■ Goals ■
a) In the storm water filter text, how can you tell whether the filter media can still absorb more pollutants?
b) Copy the storm water filter text word for word from "The system of" to "tube or OFT.".
c) Continue the storm water filter text from its last sentence.

■ Quoted text ■
The inventive system utilizes two support plates to position the filter canister that catches the larger debris at a higher level so that it is easier to remove and clean. It is anticipated that this filter canister would be emptied more often than is necessary to replace the filter media. The filter media captures the smaller debris and the state of the media, i.e., whether it is still capable of absorbing more pollutants, can be determined by simply weighing the filter canister.

The system of the present invention is characterized by at least three unique features. These features are:

Regulation of water flow through a storm water/wash water filter by adjustments to the height of the over-flow/bi-pass mechanism. In the illustrated embodiment this mechanism comprises an over-flow tube or OFT.

The inclusion of a diversion lid (“DL”) that prevents surface water and floating contaminates from entering the flow regulating over-flow/bi-pass mechanism.

Method of determining the contaminate load of and the point when a storm water/wash water filter's useful function has expired. In the illustrative embodiment this mechanism comprises a contaminate load indicator or CLI.

It is known that a filter medium designed to remove contaminates from water will have filtration efficiency generally proportional to the length of time the water is in contact with the medium. That is, the slower water is passed through the filter, the greater will be the contaminate removal efficiency. It is also commonly known that if water is forced through a filter medium at a high velocity, mechanical forces will dislodge contaminates previously trapped by the medium. Accordingly, it is desirable to control the flow rate through a filter to maximize filtration efficiency and at the same time prevent contaminates from being flushed out of the filter medium.

It is also known that most petroleum based hydrocarbons such as oils and greases will float on the surface of water and that many pollutants are attached to floatable materials found in storm and surface water. These materials also may cause storm water conduits, wells and French drains to clog and diminish water flow. Accordingly, it is desirable to prevent these materials from reaching waterways or groundwater via storm water conduits, French Drains or drainage wells.

■ Stored rows ■

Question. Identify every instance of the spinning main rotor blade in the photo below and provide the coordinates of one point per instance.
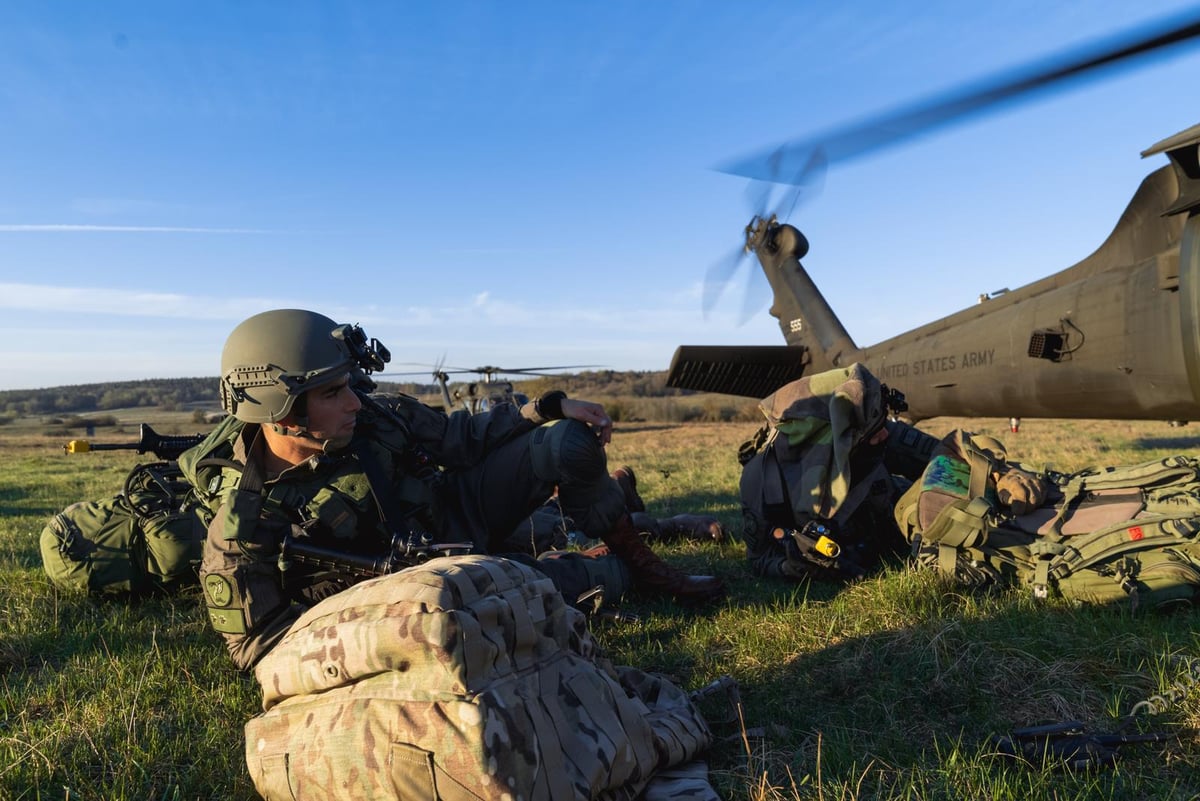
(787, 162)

* * *

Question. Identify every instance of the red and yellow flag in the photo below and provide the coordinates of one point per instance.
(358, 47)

■ Responses to the exercise ■
a) By weighing the filter canister.

b)
The system of the present invention is characterized by at least three unique features. These features are:

Regulation of water flow through a storm water/wash water filter by adjustments to the height of the over-flow/bi-pass mechanism. In the illustrated embodiment this mechanism comprises an over-flow tube or OFT.

c)
In any filtration system including a storm water/wash water filtration system, it is commonly understood that the filters and/or filter media must be replaced when the contaminate load has reached the filter's capacity to insure proper and efficient performance of the system. When the filter or filter media is saturated with contaminates the system may 1) release trapped contaminates to the water stream, 2) allow contaminates to pass through the media and/or 3) clog and reduce the media's ability to allow the passage of water. Accordingly, it is desirable to provide a mechanism for easily determining a filter's degree of contaminate load.

As has been described above, the filtration system in accordance with the present invention is installed into a typical drainage or catch basin 80 that receives storm water, wash water or industrial runoff water. The water may enter the system from above in the common type systems but could also enter from the side or bottom of the basin. Referring to FIG. 8, the system comprises a support plate 82 that divides the basin 80 into two chambers 84 and 86. One or more filters assemblies 88 and OFT's 90 are mounted to the support plate 82. The plate 82 is designed and installed so that water cannot pass from one of the chambers 84, 86 to the other of the chambers without passing through either a filter assembly 88 or an OFT 90. In one form the support plate 82 may be a relatively heavy metal plate that seats on cleats 92 fastened to the walls of the basin 80. The plate 82 may be bolted or otherwise secured to the cleats 92 to prevent movement during large water volume flow. The plate 82 has a plurality of shaped openings for receiving a corresponding plurality of filter assemblies 88 and OFT's 90 as are necessary to handle the volume of water expected to flow into the catch basin 80. The filter assemblies 88, which may be in the configuration of the canisters 38 of FIG. 1, drop directly into the cutouts or openings in the plate 82 and are supported by a snap ring flange 94. As shown in FIG. 3, each canister or filter assembly 88 is fitted with a gasket 60 that seals the canister against the support plate 82. The OFT's 90 are pressed and bonded into the support plate 82 in corresponding openings sized and configured to provide a generally leak free connection between the plate and OFT.

In order to determine the desired size, number and flow capacity of the filter assemblies 88 and the OFT's 90 for any particular basin 80, it is necessary to know the basin's total out-flow capacity and the usual “first flush” volume. In some cases it may be desirable to remove certain pollutants such as heavy metal ions that may require a special filter media for the canister. The basin's out-flow capacity is related to the size and number of discharge pipes 96 attached to it. The first flush is the initial volume of water from an average rain event, measured in depth of rainfall per time per area. The first flush water washes away many pollutants that are deposited onto ground, parking lot, street, and roof top surfaces. The majority of pollutants entering the waterways are found in this first flush runoff. Polluted water entering the basin is directed through the filter assembly 88 to be cleansed before passing down stream via the discharge pipes 96. Given the first flush volume, the number and size of the filter assemblies can be chosen to provide a flow rate that will allow the first flush volume to be filtered through the assemblies 88 before any of the water is bypassed through the OFT 90. After the first flush, if the runoff volume exceeds the capacity of the filter assembly or assemblies, the water will rise in the upper basin chamber 86 until it reaches the top of the OFT 90 and then flow directly into the lower chamber 84, bypassing the filter assembly. Preferably, the number and size of the OFT's 90 is selected to assure that their discharge capacity matches the discharge capacity of the basin so that the filtration system does not contribute to overflow of the basin.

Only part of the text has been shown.